■ TASK STATEMENT
Reproduce the lines below word for word, but leave out the pictures.
=-=-=-=-=
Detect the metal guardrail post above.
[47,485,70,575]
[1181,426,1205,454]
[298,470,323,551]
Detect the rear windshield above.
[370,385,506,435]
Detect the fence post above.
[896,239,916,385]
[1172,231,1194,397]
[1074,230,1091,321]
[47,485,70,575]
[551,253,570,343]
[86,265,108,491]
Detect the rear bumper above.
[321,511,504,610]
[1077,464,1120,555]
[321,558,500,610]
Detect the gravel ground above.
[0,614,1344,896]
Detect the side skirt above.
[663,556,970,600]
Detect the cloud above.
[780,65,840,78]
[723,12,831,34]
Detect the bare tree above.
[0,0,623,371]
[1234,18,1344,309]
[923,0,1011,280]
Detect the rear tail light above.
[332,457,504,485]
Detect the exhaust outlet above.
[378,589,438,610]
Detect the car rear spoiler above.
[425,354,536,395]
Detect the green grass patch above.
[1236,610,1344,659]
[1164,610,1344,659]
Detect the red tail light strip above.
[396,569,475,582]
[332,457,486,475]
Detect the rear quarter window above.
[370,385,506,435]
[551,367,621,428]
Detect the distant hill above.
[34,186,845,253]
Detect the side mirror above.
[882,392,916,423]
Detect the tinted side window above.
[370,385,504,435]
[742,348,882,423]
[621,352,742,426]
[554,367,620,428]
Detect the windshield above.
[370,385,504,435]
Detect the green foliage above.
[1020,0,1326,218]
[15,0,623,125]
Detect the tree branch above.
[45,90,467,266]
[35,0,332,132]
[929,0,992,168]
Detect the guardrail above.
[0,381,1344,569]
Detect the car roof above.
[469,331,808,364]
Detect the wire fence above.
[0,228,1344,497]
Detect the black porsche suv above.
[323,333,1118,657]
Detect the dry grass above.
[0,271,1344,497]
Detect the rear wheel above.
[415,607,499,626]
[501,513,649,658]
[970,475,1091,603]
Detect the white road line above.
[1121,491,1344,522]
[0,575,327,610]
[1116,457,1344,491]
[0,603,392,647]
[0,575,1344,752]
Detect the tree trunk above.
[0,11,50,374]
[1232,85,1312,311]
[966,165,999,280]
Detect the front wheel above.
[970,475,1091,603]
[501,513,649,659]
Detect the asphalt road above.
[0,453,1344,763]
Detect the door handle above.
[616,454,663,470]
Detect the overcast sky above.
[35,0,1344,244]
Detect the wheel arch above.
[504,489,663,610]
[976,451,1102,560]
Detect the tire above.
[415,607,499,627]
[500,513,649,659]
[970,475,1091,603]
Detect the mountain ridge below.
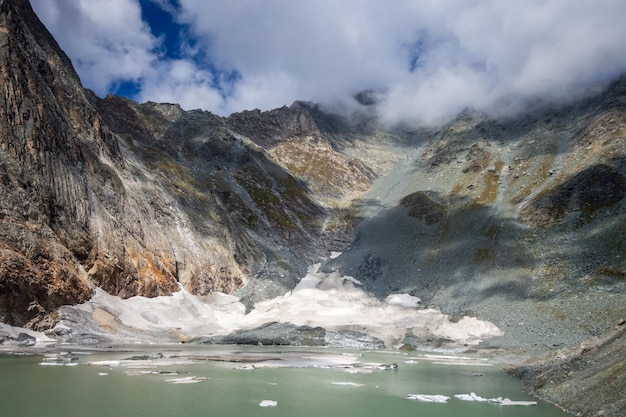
=-=-=-=-=
■ EXPECTED ANSWER
Detect the metal guardrail post above.
[47,485,70,575]
[1181,426,1205,454]
[298,470,323,551]
Detect the rear windshield above.
[370,385,506,435]
Detect the fence post above.
[896,239,916,385]
[1172,231,1194,397]
[1074,230,1091,321]
[47,485,70,575]
[551,253,570,343]
[86,265,108,491]
Detect the rear bumper above.
[321,511,504,610]
[1077,464,1120,555]
[321,558,500,610]
Detect the gravel ground above.
[0,614,1344,896]
Detect the side skirt above.
[663,556,970,600]
Detect the cloud above.
[780,65,840,78]
[723,12,831,34]
Detect the bare tree above.
[0,0,623,371]
[1234,18,1344,309]
[923,0,1011,280]
Detect the rear tail light above.
[332,457,504,485]
Detect the exhaust outlet above.
[378,589,438,610]
Detect the car rear spoiler above.
[425,354,536,395]
Detect the green grass patch above.
[1236,610,1344,659]
[1164,610,1344,659]
Detect the red tail light strip above.
[396,569,475,582]
[332,457,486,475]
Detect the rear quarter window above.
[370,385,506,435]
[551,367,621,428]
Detect the distant hill above.
[34,186,845,253]
Detect the side mirror above.
[882,392,916,423]
Detect the tinted side window above.
[370,385,504,435]
[742,348,882,423]
[621,352,742,426]
[554,367,620,428]
Detect the windshield above.
[370,385,504,435]
Detect the green foliage above.
[1020,0,1326,218]
[15,0,623,125]
Detect the tree branch above.
[45,90,467,266]
[35,0,332,132]
[929,0,992,168]
Detect the guardrail above.
[0,381,1344,569]
Detect the car roof above.
[469,331,808,364]
Detect the wire fence above.
[0,228,1344,497]
Detect the black porsche suv above.
[323,333,1118,657]
Detect the dry grass above.
[0,271,1344,497]
Detect the rear wheel above.
[415,607,499,626]
[501,513,649,658]
[970,475,1091,603]
Detect the white road line above.
[1121,491,1344,522]
[0,575,327,610]
[1116,457,1344,491]
[0,603,392,647]
[0,575,1344,752]
Detect the tree trunk above.
[0,11,50,374]
[1232,85,1312,311]
[966,165,999,280]
Detect the front wheel above.
[970,475,1091,603]
[501,513,649,659]
Detect the asphalt road above.
[0,453,1344,763]
Detect the door handle above.
[616,454,663,470]
Detect the overcast sky above.
[35,0,1344,244]
Detect the wheel arch above.
[504,489,663,610]
[976,451,1102,560]
Detect the tire above.
[415,607,499,627]
[500,513,649,659]
[970,475,1091,603]
Detect the mountain ridge below.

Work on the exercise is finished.